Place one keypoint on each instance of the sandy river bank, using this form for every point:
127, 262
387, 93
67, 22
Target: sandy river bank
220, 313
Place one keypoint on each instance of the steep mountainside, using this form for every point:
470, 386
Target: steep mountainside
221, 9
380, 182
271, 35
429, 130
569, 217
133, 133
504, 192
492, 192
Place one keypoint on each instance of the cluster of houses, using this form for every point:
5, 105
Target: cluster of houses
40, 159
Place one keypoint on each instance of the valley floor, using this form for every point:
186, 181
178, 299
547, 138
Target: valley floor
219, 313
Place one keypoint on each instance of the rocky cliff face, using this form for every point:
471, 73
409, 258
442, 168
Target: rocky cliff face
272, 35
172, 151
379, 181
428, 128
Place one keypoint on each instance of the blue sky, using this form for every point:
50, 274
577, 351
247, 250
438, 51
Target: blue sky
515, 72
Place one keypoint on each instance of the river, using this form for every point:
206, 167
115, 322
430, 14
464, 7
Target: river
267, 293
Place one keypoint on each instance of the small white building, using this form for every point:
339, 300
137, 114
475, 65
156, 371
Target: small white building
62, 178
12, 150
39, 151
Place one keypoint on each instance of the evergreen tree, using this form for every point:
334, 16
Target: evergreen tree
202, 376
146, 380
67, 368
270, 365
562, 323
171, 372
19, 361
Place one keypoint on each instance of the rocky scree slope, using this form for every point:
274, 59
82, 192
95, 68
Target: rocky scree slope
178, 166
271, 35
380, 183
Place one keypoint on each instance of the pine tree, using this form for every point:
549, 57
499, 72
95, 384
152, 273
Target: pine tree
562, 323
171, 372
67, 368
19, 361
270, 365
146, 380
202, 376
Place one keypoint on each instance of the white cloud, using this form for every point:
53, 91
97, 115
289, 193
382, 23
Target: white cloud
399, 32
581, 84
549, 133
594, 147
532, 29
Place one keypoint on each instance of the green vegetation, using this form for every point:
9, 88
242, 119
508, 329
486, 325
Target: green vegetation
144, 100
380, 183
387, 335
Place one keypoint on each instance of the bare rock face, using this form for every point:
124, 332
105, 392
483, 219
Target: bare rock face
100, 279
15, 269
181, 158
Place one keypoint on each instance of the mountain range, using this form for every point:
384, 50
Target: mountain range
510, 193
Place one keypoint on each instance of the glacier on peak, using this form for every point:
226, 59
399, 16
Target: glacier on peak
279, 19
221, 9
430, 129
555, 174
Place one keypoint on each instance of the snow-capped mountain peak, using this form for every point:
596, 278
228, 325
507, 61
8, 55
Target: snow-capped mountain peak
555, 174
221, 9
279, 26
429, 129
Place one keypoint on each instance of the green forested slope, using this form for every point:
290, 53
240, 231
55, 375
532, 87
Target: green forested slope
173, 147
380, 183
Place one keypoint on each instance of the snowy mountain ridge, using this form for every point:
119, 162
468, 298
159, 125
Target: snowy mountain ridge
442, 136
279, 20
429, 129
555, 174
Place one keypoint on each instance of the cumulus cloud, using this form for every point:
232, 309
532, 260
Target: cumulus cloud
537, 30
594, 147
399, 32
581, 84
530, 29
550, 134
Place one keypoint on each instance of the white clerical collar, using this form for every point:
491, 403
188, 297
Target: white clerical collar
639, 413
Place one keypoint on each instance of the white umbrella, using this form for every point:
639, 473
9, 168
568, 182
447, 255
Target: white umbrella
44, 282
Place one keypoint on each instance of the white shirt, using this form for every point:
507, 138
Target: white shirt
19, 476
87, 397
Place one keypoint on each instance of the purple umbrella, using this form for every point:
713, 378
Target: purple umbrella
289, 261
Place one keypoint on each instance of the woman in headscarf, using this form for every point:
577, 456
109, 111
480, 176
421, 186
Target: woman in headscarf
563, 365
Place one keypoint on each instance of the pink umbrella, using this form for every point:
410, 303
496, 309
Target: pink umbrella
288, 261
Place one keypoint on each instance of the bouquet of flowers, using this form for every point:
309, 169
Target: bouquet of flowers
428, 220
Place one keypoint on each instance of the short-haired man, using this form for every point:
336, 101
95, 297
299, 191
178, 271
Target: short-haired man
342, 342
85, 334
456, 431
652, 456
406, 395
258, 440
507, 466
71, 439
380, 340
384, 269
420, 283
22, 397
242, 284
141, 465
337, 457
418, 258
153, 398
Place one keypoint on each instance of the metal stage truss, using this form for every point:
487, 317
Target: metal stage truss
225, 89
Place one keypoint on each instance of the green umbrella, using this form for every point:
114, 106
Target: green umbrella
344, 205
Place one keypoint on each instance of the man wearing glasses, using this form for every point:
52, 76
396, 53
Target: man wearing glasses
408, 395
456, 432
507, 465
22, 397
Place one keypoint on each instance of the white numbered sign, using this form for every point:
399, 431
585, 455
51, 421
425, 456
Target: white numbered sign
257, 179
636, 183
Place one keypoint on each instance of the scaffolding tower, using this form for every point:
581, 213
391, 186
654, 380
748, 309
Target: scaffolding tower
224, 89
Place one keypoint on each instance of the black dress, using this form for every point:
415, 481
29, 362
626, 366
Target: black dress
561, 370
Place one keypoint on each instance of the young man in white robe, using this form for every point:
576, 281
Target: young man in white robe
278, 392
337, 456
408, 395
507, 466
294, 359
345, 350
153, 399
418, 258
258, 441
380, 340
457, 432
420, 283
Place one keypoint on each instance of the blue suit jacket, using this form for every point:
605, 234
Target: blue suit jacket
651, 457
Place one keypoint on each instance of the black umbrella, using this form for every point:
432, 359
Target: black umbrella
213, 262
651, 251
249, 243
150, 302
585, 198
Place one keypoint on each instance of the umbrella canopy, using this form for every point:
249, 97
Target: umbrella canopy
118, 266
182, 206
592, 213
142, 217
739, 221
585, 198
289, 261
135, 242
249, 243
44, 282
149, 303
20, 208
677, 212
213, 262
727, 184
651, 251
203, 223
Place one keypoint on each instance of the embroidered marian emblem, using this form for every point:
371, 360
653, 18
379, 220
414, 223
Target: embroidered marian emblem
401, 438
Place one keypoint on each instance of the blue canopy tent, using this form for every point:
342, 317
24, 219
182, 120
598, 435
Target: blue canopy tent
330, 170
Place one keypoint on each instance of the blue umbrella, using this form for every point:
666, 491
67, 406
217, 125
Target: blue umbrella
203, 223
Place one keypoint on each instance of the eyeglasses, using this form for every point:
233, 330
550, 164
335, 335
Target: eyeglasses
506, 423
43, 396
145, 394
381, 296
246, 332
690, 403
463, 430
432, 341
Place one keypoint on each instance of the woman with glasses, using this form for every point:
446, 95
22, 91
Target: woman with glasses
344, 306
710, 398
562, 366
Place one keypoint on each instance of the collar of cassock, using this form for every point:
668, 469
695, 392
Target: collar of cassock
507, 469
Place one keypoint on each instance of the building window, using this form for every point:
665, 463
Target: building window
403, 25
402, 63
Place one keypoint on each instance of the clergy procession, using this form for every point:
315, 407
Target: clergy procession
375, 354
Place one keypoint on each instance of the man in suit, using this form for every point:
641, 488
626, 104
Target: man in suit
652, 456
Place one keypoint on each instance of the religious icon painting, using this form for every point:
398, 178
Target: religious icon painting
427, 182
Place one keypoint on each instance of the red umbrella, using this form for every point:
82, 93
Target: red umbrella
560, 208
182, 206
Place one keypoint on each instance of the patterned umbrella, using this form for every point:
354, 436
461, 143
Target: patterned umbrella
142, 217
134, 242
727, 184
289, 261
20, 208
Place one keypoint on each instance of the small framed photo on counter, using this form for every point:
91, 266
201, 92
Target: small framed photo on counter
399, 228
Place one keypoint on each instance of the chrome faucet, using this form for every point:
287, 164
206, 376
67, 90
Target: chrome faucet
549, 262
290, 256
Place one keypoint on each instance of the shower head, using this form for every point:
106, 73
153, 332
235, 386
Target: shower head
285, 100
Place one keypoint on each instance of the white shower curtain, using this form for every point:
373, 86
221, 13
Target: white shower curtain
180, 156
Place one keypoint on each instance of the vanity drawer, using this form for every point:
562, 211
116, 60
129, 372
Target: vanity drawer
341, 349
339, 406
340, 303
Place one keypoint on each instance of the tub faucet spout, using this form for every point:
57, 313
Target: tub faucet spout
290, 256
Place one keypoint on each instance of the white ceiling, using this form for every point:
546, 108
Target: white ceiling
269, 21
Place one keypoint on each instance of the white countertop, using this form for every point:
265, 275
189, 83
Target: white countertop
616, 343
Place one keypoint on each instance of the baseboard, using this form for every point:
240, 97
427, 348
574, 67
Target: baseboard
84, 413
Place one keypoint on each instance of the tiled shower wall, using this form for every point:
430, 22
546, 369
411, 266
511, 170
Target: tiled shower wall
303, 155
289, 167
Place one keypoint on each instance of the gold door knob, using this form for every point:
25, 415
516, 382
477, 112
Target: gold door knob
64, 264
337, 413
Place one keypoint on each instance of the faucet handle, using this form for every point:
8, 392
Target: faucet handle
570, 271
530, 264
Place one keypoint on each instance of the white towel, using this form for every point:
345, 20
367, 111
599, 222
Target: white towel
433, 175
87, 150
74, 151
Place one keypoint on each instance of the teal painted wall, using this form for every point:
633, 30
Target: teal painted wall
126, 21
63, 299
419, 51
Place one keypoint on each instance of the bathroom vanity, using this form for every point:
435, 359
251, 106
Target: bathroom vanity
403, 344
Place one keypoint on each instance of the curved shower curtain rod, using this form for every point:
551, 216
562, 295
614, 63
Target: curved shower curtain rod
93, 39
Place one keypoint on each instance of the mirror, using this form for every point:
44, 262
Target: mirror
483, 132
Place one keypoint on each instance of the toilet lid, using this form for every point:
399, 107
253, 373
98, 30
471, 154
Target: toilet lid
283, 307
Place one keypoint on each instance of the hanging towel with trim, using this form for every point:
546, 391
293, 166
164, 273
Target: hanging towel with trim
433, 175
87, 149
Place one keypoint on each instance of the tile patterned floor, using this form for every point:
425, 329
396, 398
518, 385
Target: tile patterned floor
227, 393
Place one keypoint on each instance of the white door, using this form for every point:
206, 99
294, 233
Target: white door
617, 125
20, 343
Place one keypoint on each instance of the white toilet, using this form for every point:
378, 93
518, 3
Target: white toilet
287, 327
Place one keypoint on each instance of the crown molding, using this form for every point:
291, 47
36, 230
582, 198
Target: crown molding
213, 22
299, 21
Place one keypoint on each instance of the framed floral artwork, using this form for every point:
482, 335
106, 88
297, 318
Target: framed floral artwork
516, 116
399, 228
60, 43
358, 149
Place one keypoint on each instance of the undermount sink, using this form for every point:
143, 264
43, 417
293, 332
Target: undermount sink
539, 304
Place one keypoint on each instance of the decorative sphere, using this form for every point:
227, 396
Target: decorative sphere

● **Description of the task**:
Return the lines above, from the one containing "Place one keypoint on each instance of the tile patterned" to the end, exactly as they stand.

● **The completed task**:
Place one keypoint on each instance of the tile patterned floor, using this form for every point:
425, 329
396, 398
518, 385
Target: tile patterned floor
227, 393
Place one keypoint on each instance of the white door, using this form for every point:
206, 99
294, 233
Target: white door
617, 125
20, 343
Place one keypoint on each instance of the white toilet, using this form for every point:
378, 93
518, 3
Target: white toilet
287, 327
Place one keypoint on each instance of the crown molding, using this form for every point:
291, 47
36, 230
582, 198
Target: crown molding
213, 22
299, 21
Place one keypoint on each instance of the framed floral artwork, using this form for every point:
482, 335
106, 88
297, 318
Target: framed floral artwork
516, 116
399, 228
60, 43
358, 149
Place one keypoint on each instance of the undermount sink, using this form for every point:
143, 264
43, 417
293, 332
Target: undermount sink
539, 304
Place one keypoint on each instance of the decorative sphere, using this form for every point:
227, 396
Target: decorative sphere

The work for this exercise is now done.